*Task set*
A – According to the article on the Columbia climate-policy seminar, which two organizations jointly organized the event?
B – Write the next few paragraphs of the article on the Columbia climate-policy seminar, starting after its final sentence.

*Supplied passage*
########################################

Researchers from across Columbia in early May at a faculty seminar entitled Climate Change, Public Policy, and Development. The event was jointly organized by the Institute of Latin American Studies (ILAS) and the International Research Institute for Climate and Society (IRI). The purpose of the meeting was to explore ways in which Columbia University could help fill the gaps between climate-change research and policy in Latin America.

According to Walter Baethgen, the director of IRI’s Program on Latin America and the Caribbean, the issue is that knowledge about climate change is not making its way into national-level policies in the region.

“It’s there in the discourse, but in practice the connection between knowledge and policy is not being made,” says Baethgen. “And at the IRI, developing ways to effectively incorporate climate risks into development is an obsession.”

Friday’s seminar included experts from a number of fields, and the discussion was predictably wide-ranging. Before it ended, however, participants’ interest had coalesced around the idea of convening researchers and policymakers to discuss issues at the nexus of climate and water-resources management in Latin America.

“Water touches a lot of different things – urbanization, health, hydroelectricity – which makes it important to explore,” says Jenik Radon, adjunct professor at the School for Public and International Affairs. “It has tentacles everywhere.”

Between ILAS, the Climate Center, the Water Center, the Center for Environmental Research and Education, SIPA, and the IRI, Columbia has access to vast intellectual resources to inform a high-level discussion on water and climate in Latin America. The group also hopes to draw researchers from within Latin America and around the world to participate in the discussion.

########################################

*Supplied data*
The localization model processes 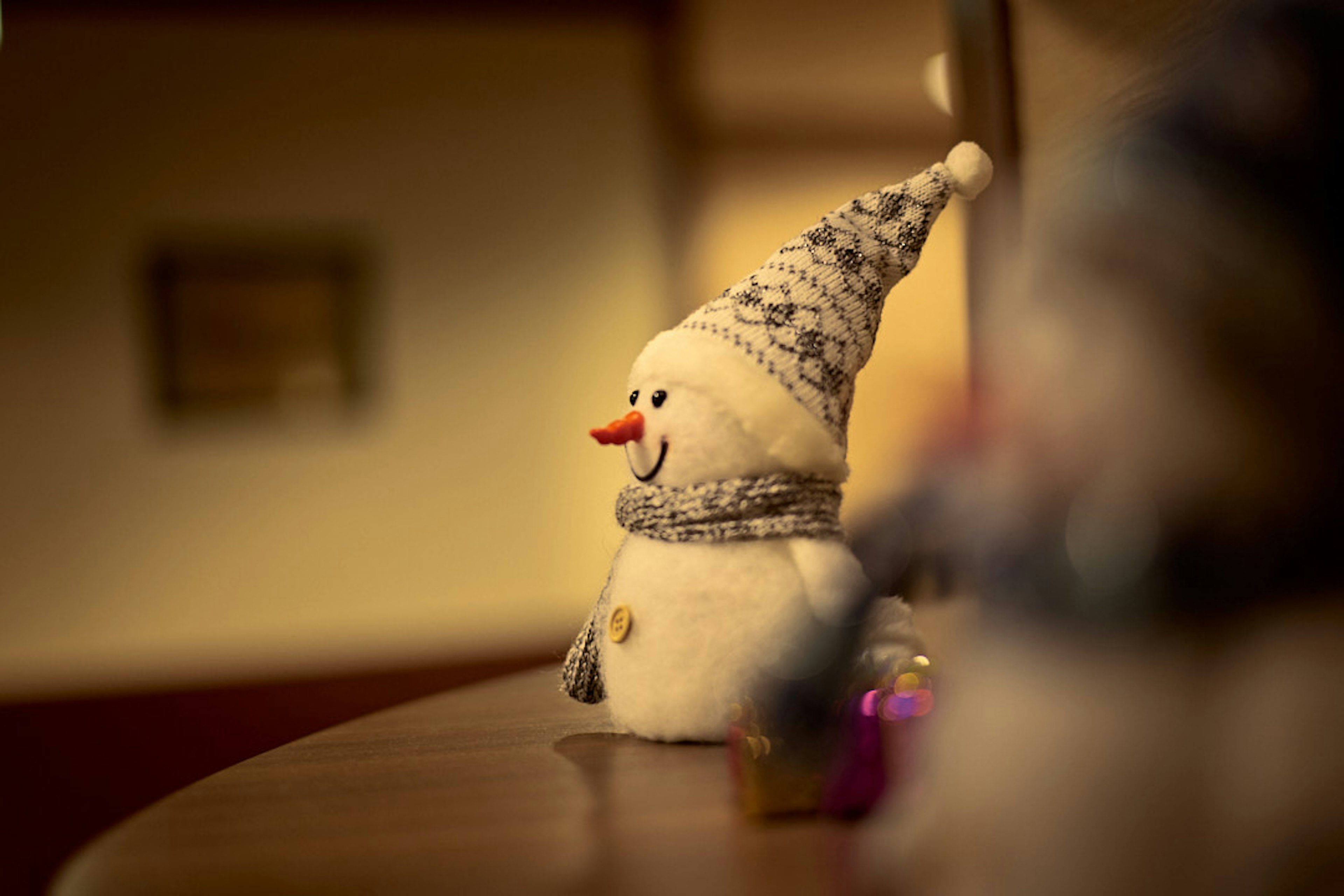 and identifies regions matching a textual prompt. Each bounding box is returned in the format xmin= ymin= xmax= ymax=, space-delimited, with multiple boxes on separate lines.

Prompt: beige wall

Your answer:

########################################

*Answers to the problems*
A – The Institute of Latin American Studies (ILAS) and the International Research Institute for Climate and Society (IRI).

B –
But things won’t stop there, hopes IRI’s International Development Officer, Haresh Bhojwani. He wants to open the results of such a meeting to a broader audience and is eager to have the group present the outcome of its discussions at this year’s UN climate conference in Copenhagen.

“The upcoming negotiations in Copenhagen are an opportunity as much as a responsibility to ensure that ideas informed by good research are represented in international policy,” Bhojwani says. “This group can play a role in that.”

Of course, recent discussions with ILAS mark just one of IRI’s efforts to use good research to influence discussions in Copenhagen. Similar initiatives include a recent collaboration with Columbia’s Masters Program in Climate and Society and the International Federation of the Red Cross Red Crescent. This initiative is designed to document the needs of the humanitarian community in responding to climate-related disasters and to inform discussions about policy and financing.

The IRI is also working with the Global Humanitarian Forum to produce a document on insurance for development which it hopes will serve as a go-to resource for negotiators.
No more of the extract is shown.